** begin Text **

I told one of my sons I was writing about interest tracing and his response was, “I know both those words, but I don’t know what they mean when you put them together like that.” Like many things in the tax law, this is one of those concepts that doesn’t seem important to know until it applies to your personal tax situation. The strange thing is the rules for interest tracing apply to many more tax payers than you’d think, most just don’t realize it because they fall into special exceptions to the rules. Some of the recently proposed tax law changes could bring interest tracing to the surface for more tax payers – especially real estate investors – so I thought I’d get a head start on it.

Interest tracing rules involve the deductibility of loan interest expenses from your taxes. Some loan interest is deductible. The most commonly deducted loan interest is the mortgage interest from a tax payer’s primary residence. Some loan interest is not deductible. Interest payments on loans for your personal car fall into this non-deductible category. Many people are familiar with these common examples, which sets up the misconception that how you borrow the money determines its deductibility. Actually, it is (normally) just the opposite.

Under current tax law, how you spend the money is (nearly always) more important than how you borrowed the money. Most people believe the IRS cares more about the collateral used to secure the loan than how the money is spent. The bank (lender) cares a lot about collateral, but the IRS cares more about where the borrowed money ends up. The reason most people don’t know this is because a common way they typically borrow money and deduct loan interest (using their home as collateral) are the exceptions to the rule.

The Internal Revenue Code (Section 163) defines 5 types of interest:

• Qualified residence interest (mortgage interest on your residence and one vacation property)
• Business interest (money borrowed to support a business)
Passive activity interest (interest on rental properties)
• Investment interest (money borrowed to purchase stocks or bonds, margin interest)
• Consumer interest (personal stuff – generally not deductible)

The General Rule

The general rule is the deductibility of the loan interest is a function of where the money was spent. As long as everything stays in its lane there is usually no confusion about this. For example, I borrowed money to purchase my residence, using the house as collateral for the loan. I deduct my qualified residence mortgage interest from my taxes as a personal deduction on Schedule A – simple and straightforward. Or…

I purchase a rental property with a loan using the rental property as collateral for the loan. I can then deduct the interest on that loan as a business expense on Schedule E of my tax return – also simple and straightforward.

Where things can get messy is when you ‘cross the streams’. Let’s look at some examples.

Example 1. I have a rental property worth $200,000 and my current mortgage on that property is $100,000. I refinance the property for $150,000. I use $100,000 of the new loan to pay the old loan. Then I take the extra $50,000 and buy a boat for my personal use. Can I deduct all the interest on the loan on my Schedule E?

No. When we trace the interest we find that 2/3 of the interest (interest on $100,000 of the $150,000 refinance loan) is used to finance the rental property (passive activity interest) and 1/3 was used for my boat (consumer interest). I can only deduct 2/3 of the interest on that loan on my schedule E. The $50,000 I spent on my boat has no connection to my rental property business and is not deductible on my taxes.

** end Text **
** begin Provided records **

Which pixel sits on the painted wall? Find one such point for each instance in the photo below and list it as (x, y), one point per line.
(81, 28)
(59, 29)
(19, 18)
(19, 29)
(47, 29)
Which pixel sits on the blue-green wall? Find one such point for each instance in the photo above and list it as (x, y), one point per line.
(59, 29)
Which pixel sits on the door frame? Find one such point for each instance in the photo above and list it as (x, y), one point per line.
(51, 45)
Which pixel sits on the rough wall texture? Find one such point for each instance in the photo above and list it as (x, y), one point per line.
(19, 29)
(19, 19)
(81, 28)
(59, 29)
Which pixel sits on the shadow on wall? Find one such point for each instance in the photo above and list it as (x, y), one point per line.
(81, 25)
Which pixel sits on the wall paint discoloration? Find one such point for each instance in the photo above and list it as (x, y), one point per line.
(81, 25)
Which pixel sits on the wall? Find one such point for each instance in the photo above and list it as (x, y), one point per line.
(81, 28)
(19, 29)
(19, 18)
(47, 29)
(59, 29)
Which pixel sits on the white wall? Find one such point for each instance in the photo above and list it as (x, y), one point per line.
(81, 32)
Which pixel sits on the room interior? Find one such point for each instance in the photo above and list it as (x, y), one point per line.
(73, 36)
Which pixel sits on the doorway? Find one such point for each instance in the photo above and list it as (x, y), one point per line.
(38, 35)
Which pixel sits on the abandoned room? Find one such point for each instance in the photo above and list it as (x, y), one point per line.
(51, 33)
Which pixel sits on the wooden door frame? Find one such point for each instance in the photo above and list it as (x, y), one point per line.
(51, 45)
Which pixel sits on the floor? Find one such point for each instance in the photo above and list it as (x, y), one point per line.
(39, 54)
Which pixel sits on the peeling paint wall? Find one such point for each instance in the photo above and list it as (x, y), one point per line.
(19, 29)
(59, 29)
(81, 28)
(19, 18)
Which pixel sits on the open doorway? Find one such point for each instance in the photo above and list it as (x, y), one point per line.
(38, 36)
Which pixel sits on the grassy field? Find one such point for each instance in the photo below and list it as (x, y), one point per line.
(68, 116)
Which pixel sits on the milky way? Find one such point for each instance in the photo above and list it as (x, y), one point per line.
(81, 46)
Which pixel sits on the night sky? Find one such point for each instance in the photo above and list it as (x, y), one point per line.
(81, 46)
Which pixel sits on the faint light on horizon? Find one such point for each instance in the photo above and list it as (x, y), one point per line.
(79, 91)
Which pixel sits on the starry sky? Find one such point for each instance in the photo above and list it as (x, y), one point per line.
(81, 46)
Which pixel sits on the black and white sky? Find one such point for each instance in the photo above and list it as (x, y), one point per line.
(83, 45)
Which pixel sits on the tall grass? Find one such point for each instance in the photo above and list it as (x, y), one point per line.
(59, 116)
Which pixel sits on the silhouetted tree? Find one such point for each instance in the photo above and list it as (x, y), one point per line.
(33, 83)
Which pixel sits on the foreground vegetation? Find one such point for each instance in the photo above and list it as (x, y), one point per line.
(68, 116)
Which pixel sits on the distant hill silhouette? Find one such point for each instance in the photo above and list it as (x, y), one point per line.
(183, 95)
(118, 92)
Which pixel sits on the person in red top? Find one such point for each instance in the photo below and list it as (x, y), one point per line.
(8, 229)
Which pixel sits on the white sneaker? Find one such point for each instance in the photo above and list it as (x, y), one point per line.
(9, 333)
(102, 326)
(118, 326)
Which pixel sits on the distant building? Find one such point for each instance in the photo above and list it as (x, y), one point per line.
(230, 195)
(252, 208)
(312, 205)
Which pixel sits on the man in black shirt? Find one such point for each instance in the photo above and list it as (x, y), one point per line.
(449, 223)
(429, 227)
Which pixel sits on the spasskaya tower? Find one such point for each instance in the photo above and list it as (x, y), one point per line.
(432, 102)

** end Provided records **

(Task instructions)
a. In the text on interest tracing, which section of the Internal Revenue Code defines the five types of interest?
b. Continue the text on interest tracing from the point where it stops.

(Answers to the problems)
a. Section 163.

b.
Example 2. Same as above. I owe $100,000 on my rental property and refinance for $150,000. I use the additional $50,000 to pay down the mortgage on my primary residence. I can deduct 2/3 of the interest on my Schedule E, but can I deduct the interest on the $50,000 I put into my personal residence?

No, you cannot. That $50,000 was not spent on the rental property, so it is not deductible on schedule E. While interest paid on a primary residence or second home can be deductible, the loan must be secured by the primary residence or a second home to be deductible on Schedule A. (This is the rare case where the IRS cares about collateral.)

Example 3. Same as above. I owe $100,000 on my rental property and refinance for $150,000. This time I put the extra $50,000 in my brokerage account and buy some mutual funds. Again, I can deduct 2/3 of the interest on my Schedule E, but can I deduct the interest on the $50,000 I invested in mutual funds?

The answer is ‘sort of’. Investment interest is deductible to the extent of investment income. If you had no investment income, you cannot deduct the investment interest. Unused investment interest deductions can be carried over to the next year’s return, so you’ll eventually get to use it (if your investments eventually make money), but it might not be this year. (The really bad news here is that if your investments lose money you suffer a double hardship of negative investment income and non-deductible interest. Investing in securities with borrowed money is not something I recommend.)

Example 4. I buy a new printer/scanner/fax machine for PIM Tax Services using a credit card. If I pay interest to the credit card company for that purchase is it deductible from my taxes?

Yes, this is a valid business expense. The interest for business-related purchases is deductible as a business expense on my Schedule C (or business return such as 1065, 1220S, or 1120.) The problem becomes proving the interest paid was for business expenses. This is nearly impossible if you put business and personal expenses on the same credit card, so keep them separate!

The Exception to Interest Tracing

Readers should be aware the tax law signed by the President on 22 December 2017 changed the deductibility of home equity loans.

Tax payers can borrow up to $100,000 in a home equity loan using their primary or second residence as collateral, spend it on anything they want, and deduct the interest on Schedule A as a personal deduction.

Example 5. I take out a home equity loan on my primary residence for $50,000 and buy a boat. Can I deduct the interest on the home equity loan from my taxes?

Yes, I can deduct this on schedule A as a personal itemized deduction.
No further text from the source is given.